§ **SOURCE PASSAGE**:
-- Start --

Pearson is the world’s largest book publisher. Now it wants to be a one-stop shop for digital education.
November 23, 2012

Pearson should be among the walking dead of global media conglomerates, fatally wounded by the shift to digital media. Pearson is the world’s largest book publisher and dominates the market for textbooks, which are facing a competitive attack from inexpensive or even free course material online.

Headmaster: John Fallon, the head of Pearson’s international education business, will become the next CEO of the publishing company.

But education has been one of the last holdouts against the onslaught of computing and communications advances, and that’s given this 168-year-old company time to adapt. It grew sales in its education division by nearly 70 percent to $7 billion over the last four years, as profit margins also increased. That alone has lifted the company’s overall results as its other two main divisions—Penguin, a publisher founded in 1935, and the group that publishes the Financial Times—have grown more slowly.

Pearson pulled this off with a decade-long string of acquisitions that helped it shift its emphasis from selling books to selling education services. The London-based company styles itself as the “world’s leading learning company,” even if that learning isn’t delivered through traditional books. These days, Pearson is more like an IT department for classrooms and schools. It sells technology infrastructure, software, and consulting services to schools—services that in turn help deliver the vast stock of textbook content Pearson owns. The company says its revenue from online content and services will surpass those of the traditional publishing business this year.

The company says it thinks that nearly half of U.S. K-12 schools use at least some Pearson software, ranging from its student information systems that let schools track kids’ schedules to “learning management systems” that help teachers construct lessons.

-- End --

§ **SUPPLIED MATERIAL**:
-- Start --

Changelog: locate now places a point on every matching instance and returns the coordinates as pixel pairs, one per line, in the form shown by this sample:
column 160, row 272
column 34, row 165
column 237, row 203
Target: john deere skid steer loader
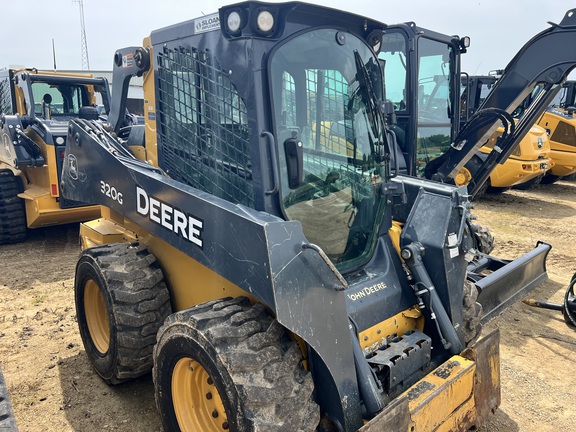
column 259, row 254
column 35, row 108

-- End --

Reproduce the part of the Pearson passage that begins at the words "But education has" and stops after "grown more slowly.", renaming "Penguin" as "Penguin Books". The entries come from a source separate from the Pearson passage.

§ **TASK ANSWER**:
But education has been one of the last holdouts against the onslaught of computing and communications advances, and that’s given this 168-year-old company time to adapt. It grew sales in its education division by nearly 70 percent to $7 billion over the last four years, as profit margins also increased. That alone has lifted the company’s overall results as its other two main divisions—Penguin Books, a publisher founded in 1935, and the group that publishes the Financial Times—have grown more slowly.